* _Selected extract_:
────────
Earlier this month, I ran my first ultramarathon, the Algonquin 50K on Maryland’s Eastern Shore! It was a hell of an experience and I accomplished my two main goals of having fun and finishing in one piece. As someone who swore FOR YEARS that I would never go beyond 26.2, I still can’t believe I did it!
I signed up for it basically on a whim last summer, and was promptly put on a waitlist – the race sells out very quickly every year. Then, last fall, I commented on Vanessa with She Runs By The Seashore’s post on Instagram about the race and mentioned that I was on the waitlist. The race director (dictator? At least that’s what his emails said, haha!) saw it and found a spot for me. I accepted it, knowing that it was 2.5 months before Boston and deciding to just go for it anyway.
I am happy I did!
Trail running vs. road running
While I am an experienced road runner, trail running is relatively new to me. I’ve run Rip It’s Little Patuxent River Run, both the 10K and the half, for many years and that takes place on a trail. And then I’ve run the Bigfoot Endurance trail run, both the 10 miler and the 5 miler. But that’s it. I love the idea of running through the woods, but I am clumsy and the potential for injuries always scares me. So I knew I needed to invest in some trail shoes, start practicing on trails more, and just commit to the idea that I was going to be a lot slower on trails than on the road. I joined my friend Danny, who is a very experienced ultramarathoner, on some practice runs several times throughout January and that got my confidence up. Training for ALQ overlapped a bit with the beginning of my Boston Marathon training plan, but that worked out fine. I actually ran a 20 miler (on a paved trail) the weekend before my Boston training officially started, and I joked this was the first time I would begin marathon training with a 20 miler under my belt.
I’d heard trail running is a completely different vibe from road running – that ultras are less intense, it’s not really about your time, and that ultra runners have a “we’re all in this together” mentality, rather than a competitive attitude. Oh, and that the aid stations are decked out with all kinds of delicious food. All of that sounded great. Especially the food part!
────────
* _Given data_:

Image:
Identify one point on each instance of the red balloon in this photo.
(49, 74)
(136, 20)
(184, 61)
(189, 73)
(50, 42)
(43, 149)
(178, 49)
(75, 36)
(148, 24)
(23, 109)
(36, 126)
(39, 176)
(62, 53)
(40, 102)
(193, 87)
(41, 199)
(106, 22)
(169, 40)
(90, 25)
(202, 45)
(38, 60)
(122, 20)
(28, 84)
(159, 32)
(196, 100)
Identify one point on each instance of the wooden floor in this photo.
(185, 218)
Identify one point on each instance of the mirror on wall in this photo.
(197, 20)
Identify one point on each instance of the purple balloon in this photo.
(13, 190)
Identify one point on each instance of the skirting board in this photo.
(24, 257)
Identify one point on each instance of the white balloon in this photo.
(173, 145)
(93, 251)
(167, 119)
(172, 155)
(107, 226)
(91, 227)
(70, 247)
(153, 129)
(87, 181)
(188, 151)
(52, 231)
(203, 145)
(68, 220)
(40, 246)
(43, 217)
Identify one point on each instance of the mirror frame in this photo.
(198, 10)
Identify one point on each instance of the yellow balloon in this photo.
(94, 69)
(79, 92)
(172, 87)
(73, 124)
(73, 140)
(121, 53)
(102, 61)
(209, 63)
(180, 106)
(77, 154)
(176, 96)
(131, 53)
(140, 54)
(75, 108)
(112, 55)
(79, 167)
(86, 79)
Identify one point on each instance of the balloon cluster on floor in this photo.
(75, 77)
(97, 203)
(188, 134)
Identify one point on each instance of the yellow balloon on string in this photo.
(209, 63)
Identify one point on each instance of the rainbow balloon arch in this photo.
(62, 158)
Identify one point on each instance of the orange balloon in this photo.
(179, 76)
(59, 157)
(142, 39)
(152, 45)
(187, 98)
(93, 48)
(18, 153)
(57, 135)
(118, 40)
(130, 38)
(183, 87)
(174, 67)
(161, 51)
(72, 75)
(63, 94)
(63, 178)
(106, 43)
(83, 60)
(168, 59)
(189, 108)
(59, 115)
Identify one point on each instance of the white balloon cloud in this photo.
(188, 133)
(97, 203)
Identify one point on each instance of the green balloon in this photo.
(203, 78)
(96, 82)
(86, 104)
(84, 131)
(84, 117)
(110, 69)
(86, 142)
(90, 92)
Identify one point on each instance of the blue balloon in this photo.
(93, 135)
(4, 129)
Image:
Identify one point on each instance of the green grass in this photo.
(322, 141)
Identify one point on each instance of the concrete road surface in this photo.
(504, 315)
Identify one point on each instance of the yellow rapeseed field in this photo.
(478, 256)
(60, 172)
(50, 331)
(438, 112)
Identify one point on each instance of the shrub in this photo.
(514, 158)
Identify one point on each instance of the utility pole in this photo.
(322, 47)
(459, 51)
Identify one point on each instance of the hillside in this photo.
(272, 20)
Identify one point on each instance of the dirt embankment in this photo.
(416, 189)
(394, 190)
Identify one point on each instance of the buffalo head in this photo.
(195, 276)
────────
From the ultramarathon recap, copy the passage that opens with the words containing "I signed up" and closes with "happy I did!". Keep every word and punctuation mark unchanged.

* _Output below_:
I signed up for it basically on a whim last summer, and was promptly put on a waitlist – the race sells out very quickly every year. Then, last fall, I commented on Vanessa with She Runs By The Seashore’s post on Instagram about the race and mentioned that I was on the waitlist. The race director (dictator? At least that’s what his emails said, haha!) saw it and found a spot for me. I accepted it, knowing that it was 2.5 months before Boston and deciding to just go for it anyway.
I am happy I did!